>> Begin

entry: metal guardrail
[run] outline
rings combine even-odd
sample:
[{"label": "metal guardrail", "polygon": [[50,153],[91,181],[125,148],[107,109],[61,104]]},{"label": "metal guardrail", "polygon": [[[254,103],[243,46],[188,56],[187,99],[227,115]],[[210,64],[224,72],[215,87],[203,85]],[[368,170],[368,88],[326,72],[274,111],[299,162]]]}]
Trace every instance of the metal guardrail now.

>> End

YOUR TASK => Turn every line of the records above into a numbered list, leaving out any blank lines.

RESULT OF THIS TASK =>
1. entry: metal guardrail
2. [run] outline
3. rings combine even-odd
4. sample:
5. [{"label": "metal guardrail", "polygon": [[50,153],[91,181],[125,148],[107,109],[61,104]]},{"label": "metal guardrail", "polygon": [[[254,103],[243,46],[188,56],[187,99],[227,115]],[[210,64],[224,72],[215,87],[203,85]],[[368,170],[368,88],[326,72],[274,111],[299,162]]]}]
6. Trace every instance of the metal guardrail now.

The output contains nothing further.